(Excerpted passage):

--

-1

I am a python beginner. I am trying to add(concatenate) the text from all the 8 text files into one text file to make a corpus. However, I am getting the error UnicodeDecodeError: 'charmap' codec can't decode byte 0x9d in position 7311: character maps to

 filenames = glob2.glob('Final_Corpus_SOAs/*.txt')  # list of all .txt files in the directory
 print(filenames)

output: ['Final_Corpus_SOAs\\1.txt', 'Final_Corpus_SOAs\\2.txt', 'Final_Corpus_SOAs\\2018 SOA Muir.txt', 'Final_Corpus_SOAs\\3.txt', 'Final_Corpus_SOAs\\4.txt', 'Final_Corpus_SOAs\\5.txt', 'Final_Corpus_SOAs\\6.txt', 'Final_Corpus_SOAs\\7.txt', 'Final_Corpus_SOAs\\8.txt']

with open('output.txt', 'w',encoding="utf-8") as outfile:
for fname in filenames:
    with open(fname) as infile:
        for line in infile:
            outfile.write(line)

Output: UnicodeDecodeError: 'charmap' codec can't decode byte 0x9d in position 7311: character maps to undefined

Thanks for the help.

user8720570
  • 75
  • 1
  • 8

2 Answers2

0

You should specify the encoding type while opening the file. Please see this link for more information. As this was already answered here.

--

(Extracted material):

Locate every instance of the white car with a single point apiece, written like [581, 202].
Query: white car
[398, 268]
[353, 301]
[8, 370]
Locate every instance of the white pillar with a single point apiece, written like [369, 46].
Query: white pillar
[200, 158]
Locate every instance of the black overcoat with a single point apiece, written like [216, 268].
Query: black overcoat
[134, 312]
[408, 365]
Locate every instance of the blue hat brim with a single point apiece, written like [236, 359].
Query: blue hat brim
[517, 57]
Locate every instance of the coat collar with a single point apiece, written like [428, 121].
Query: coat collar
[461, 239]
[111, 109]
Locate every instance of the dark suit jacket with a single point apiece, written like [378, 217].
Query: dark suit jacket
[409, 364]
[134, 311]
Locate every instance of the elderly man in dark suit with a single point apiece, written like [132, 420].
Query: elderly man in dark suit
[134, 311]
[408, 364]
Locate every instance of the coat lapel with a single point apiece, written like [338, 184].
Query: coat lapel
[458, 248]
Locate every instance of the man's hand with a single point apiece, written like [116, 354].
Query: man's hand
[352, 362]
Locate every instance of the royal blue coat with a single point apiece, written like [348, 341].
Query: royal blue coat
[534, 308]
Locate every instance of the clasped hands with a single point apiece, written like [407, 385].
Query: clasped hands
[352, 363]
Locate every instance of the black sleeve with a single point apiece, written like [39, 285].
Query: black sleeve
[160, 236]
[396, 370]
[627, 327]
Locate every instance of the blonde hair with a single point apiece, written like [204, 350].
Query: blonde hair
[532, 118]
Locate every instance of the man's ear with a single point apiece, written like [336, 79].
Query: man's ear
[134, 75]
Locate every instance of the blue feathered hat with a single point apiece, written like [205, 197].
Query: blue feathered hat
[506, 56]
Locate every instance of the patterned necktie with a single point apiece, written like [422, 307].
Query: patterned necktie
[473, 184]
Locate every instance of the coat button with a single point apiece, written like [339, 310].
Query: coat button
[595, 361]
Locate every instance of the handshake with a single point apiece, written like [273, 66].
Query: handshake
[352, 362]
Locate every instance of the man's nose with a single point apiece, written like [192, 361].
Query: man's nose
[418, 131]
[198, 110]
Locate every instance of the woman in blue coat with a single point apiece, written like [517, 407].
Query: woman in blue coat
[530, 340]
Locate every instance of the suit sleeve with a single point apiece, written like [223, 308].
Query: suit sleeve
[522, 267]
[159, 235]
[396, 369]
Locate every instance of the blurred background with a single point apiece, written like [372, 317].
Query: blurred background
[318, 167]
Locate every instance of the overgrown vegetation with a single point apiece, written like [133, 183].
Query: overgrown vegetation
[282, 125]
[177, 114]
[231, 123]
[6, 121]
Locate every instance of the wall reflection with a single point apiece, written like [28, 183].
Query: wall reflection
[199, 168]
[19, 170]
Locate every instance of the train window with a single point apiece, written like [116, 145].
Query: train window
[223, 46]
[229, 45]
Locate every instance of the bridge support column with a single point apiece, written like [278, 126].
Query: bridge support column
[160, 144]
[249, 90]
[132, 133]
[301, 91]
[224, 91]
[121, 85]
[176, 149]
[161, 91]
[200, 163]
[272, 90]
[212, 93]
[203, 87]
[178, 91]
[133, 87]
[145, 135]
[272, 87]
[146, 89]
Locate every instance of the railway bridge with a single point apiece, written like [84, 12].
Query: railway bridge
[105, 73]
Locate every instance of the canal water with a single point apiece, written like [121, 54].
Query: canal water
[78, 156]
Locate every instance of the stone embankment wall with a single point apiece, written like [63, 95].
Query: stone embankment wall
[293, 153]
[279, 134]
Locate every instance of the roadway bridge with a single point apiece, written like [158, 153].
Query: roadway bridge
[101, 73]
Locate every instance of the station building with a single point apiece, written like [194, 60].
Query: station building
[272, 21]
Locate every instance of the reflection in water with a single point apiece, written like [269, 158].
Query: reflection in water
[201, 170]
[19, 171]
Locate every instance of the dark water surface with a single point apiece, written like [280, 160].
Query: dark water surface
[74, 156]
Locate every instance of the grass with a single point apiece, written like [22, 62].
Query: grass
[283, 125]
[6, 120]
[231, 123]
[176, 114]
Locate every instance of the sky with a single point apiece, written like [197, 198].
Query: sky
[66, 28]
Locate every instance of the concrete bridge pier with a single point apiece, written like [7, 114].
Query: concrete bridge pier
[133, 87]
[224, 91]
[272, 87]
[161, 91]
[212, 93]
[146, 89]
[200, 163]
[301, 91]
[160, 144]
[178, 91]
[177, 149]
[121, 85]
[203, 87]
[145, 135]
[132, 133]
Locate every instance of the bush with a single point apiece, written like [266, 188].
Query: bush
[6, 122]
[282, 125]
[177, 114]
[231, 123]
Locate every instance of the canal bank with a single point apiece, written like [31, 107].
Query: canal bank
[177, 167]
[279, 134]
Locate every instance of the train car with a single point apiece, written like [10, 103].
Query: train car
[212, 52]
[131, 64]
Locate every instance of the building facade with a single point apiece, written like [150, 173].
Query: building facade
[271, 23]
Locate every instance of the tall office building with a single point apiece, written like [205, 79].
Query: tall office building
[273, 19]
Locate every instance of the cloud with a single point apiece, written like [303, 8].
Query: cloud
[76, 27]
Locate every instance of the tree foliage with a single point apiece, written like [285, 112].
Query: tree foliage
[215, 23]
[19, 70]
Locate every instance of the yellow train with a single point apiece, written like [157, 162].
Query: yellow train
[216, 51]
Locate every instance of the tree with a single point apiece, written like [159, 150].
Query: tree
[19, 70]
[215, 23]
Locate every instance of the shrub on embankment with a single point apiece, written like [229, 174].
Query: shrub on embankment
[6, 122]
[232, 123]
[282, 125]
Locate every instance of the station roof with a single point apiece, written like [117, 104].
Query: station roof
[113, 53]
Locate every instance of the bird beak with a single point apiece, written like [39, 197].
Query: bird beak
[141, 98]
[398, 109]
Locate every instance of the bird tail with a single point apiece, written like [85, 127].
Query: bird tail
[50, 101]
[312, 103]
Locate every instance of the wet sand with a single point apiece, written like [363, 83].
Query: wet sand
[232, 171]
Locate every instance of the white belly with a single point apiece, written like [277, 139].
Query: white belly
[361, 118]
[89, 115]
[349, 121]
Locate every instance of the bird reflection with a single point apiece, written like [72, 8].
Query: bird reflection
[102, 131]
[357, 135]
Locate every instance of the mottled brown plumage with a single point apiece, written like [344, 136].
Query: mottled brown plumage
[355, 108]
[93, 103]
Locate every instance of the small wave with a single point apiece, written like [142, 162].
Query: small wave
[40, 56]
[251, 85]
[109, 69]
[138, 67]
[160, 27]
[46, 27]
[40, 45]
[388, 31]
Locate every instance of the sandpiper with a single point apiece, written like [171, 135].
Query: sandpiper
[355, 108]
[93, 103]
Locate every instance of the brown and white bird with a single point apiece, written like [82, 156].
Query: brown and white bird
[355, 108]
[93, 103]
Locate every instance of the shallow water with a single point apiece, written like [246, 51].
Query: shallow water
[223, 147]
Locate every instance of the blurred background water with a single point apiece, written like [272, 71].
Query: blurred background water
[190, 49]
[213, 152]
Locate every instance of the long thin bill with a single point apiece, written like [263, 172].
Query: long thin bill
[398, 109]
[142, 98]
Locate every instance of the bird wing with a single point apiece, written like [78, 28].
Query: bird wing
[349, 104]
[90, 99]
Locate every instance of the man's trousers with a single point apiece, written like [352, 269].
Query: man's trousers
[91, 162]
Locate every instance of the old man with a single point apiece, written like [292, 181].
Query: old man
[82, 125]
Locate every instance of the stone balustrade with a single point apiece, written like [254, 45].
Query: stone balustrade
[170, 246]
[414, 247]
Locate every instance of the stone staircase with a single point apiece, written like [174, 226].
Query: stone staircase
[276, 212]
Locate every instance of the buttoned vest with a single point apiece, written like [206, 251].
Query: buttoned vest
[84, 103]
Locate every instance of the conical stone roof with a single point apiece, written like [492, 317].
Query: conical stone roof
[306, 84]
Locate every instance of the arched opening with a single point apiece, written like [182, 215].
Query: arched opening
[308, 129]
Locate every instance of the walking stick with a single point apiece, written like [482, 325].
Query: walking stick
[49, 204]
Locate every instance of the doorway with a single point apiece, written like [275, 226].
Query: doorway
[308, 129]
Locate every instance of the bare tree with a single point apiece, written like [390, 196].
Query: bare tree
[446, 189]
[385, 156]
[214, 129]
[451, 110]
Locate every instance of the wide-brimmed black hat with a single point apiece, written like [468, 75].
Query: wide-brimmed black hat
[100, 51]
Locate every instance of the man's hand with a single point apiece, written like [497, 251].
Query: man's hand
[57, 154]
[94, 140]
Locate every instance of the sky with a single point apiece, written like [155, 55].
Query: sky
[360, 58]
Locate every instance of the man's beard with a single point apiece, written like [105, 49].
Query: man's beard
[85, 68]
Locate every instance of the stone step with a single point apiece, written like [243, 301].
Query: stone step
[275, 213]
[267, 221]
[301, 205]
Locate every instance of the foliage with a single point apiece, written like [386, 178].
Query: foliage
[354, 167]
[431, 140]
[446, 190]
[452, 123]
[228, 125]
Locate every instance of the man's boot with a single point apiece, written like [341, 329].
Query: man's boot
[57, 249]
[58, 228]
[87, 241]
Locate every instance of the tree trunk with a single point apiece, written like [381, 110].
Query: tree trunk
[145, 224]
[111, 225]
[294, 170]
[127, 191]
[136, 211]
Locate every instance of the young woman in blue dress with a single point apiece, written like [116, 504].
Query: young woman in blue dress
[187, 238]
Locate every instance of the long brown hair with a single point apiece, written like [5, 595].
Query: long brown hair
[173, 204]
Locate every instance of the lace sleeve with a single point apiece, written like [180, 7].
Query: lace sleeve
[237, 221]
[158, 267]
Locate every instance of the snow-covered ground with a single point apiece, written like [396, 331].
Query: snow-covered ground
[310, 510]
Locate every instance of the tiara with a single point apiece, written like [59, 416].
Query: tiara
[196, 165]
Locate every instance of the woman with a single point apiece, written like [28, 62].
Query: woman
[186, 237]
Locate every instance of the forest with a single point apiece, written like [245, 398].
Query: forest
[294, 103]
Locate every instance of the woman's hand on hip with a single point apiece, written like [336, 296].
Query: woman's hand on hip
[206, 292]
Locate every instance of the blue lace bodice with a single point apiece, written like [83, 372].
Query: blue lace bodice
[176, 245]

--

(To do): Say whether each statement agrees with the forum thread, answering yes or no and quoting the words that decide it: (a) The poster wants to combine the text of eight files into a single corpus file. (b) The error message reports a problem with byte 0x8d. (c) The reply recommends stating the encoding when a file is opened. Answer only from the forum thread, not from the records.

(Exercise output):
(a) Yes: "I am trying to add(concatenate) the text from all the 8 text files into one text file to make a corpus."
(b) No: "can't decode byte 0x9d in position 7311"
(c) Yes: "You should specify the encoding type while opening the file."